EXTRACTED RECORDS Block Start

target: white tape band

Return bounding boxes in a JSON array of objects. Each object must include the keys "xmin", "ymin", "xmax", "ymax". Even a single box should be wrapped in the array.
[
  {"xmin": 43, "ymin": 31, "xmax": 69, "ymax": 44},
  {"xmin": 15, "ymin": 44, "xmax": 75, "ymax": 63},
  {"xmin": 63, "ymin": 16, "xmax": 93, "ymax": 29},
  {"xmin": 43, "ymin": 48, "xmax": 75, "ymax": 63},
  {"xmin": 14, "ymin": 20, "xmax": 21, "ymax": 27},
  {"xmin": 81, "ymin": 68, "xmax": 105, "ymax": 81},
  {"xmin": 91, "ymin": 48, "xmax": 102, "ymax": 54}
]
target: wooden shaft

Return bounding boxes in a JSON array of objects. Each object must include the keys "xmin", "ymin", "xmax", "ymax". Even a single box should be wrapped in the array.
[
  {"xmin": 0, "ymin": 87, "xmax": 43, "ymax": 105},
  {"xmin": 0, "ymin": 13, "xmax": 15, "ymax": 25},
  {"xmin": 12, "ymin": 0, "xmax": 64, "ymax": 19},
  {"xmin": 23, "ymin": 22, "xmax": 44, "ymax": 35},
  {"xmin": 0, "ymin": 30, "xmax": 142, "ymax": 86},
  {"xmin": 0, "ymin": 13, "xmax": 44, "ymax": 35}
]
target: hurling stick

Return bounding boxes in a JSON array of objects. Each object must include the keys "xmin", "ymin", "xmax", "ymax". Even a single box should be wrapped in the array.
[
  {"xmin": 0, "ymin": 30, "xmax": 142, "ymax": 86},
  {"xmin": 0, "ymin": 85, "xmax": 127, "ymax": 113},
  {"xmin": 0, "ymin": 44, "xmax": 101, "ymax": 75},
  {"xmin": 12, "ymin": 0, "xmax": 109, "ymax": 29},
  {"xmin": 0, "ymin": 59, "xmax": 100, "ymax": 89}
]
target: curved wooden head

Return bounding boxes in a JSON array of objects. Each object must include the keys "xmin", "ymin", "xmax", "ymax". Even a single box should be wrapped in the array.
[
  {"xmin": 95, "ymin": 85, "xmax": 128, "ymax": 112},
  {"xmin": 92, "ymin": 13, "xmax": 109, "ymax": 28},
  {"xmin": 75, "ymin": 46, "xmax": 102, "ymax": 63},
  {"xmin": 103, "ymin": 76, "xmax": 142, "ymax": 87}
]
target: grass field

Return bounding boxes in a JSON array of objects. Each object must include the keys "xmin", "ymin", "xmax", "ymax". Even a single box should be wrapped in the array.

EXTRACTED RECORDS Block End

Could every entry be given again exactly, with no line skipped?

TASK ANSWER
target: white tape band

Return bounding boxes in a JSON array of objects. Each object must include the keys "xmin", "ymin", "xmax", "ymax". Even a single box should be wrapped in the array.
[
  {"xmin": 43, "ymin": 31, "xmax": 69, "ymax": 44},
  {"xmin": 15, "ymin": 44, "xmax": 75, "ymax": 63},
  {"xmin": 63, "ymin": 16, "xmax": 93, "ymax": 29},
  {"xmin": 43, "ymin": 48, "xmax": 75, "ymax": 63},
  {"xmin": 14, "ymin": 20, "xmax": 21, "ymax": 27},
  {"xmin": 81, "ymin": 68, "xmax": 105, "ymax": 81},
  {"xmin": 91, "ymin": 48, "xmax": 102, "ymax": 54}
]
target: wooden shaft

Return bounding boxes in a JSON array of objects. Each object must include the keys "xmin", "ymin", "xmax", "ymax". Even a single box should be wrapped in the array.
[
  {"xmin": 0, "ymin": 87, "xmax": 43, "ymax": 105},
  {"xmin": 0, "ymin": 13, "xmax": 15, "ymax": 25},
  {"xmin": 12, "ymin": 0, "xmax": 64, "ymax": 19},
  {"xmin": 23, "ymin": 22, "xmax": 44, "ymax": 35},
  {"xmin": 0, "ymin": 30, "xmax": 142, "ymax": 86},
  {"xmin": 0, "ymin": 13, "xmax": 44, "ymax": 35}
]
target: hurling stick

Return bounding boxes in a JSON array of objects. Each object must include the keys "xmin", "ymin", "xmax", "ymax". Even a single box should be wrapped in the array.
[
  {"xmin": 0, "ymin": 30, "xmax": 142, "ymax": 86},
  {"xmin": 0, "ymin": 85, "xmax": 127, "ymax": 113},
  {"xmin": 0, "ymin": 44, "xmax": 101, "ymax": 75},
  {"xmin": 12, "ymin": 0, "xmax": 109, "ymax": 29},
  {"xmin": 0, "ymin": 59, "xmax": 100, "ymax": 89}
]
target: curved wooden head

Return bounding boxes in a JSON array of objects. Each object must include the keys "xmin", "ymin", "xmax", "ymax". Even a single box should be wrapped in the array.
[
  {"xmin": 95, "ymin": 85, "xmax": 128, "ymax": 112},
  {"xmin": 92, "ymin": 13, "xmax": 109, "ymax": 28},
  {"xmin": 75, "ymin": 46, "xmax": 102, "ymax": 63},
  {"xmin": 103, "ymin": 76, "xmax": 142, "ymax": 87}
]
target: grass field

Return bounding boxes in a JSON array of objects. Each object must include the keys "xmin", "ymin", "xmax", "ymax". Even a single box should be wrapped in the array.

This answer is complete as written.